▶ What to produce
Find each line below that contains the word "window" and copy those lines out in full.

▶ Listing
****************************************
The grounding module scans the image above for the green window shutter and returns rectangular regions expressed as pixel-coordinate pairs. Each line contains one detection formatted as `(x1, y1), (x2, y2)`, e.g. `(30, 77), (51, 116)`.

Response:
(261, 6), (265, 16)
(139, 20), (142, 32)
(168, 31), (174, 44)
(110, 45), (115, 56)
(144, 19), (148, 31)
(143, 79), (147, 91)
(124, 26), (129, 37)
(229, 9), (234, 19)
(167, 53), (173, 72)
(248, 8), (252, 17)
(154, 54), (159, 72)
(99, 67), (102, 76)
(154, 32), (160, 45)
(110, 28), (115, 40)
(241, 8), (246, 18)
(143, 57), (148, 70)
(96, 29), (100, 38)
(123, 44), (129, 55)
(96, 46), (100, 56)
****************************************
▶ Written answer
The grounding module scans the image above for the green window shutter and returns rectangular regions expressed as pixel-coordinate pairs. Each line contains one detection formatted as `(x1, y1), (x2, y2)`, e.g. `(30, 77), (51, 116)`.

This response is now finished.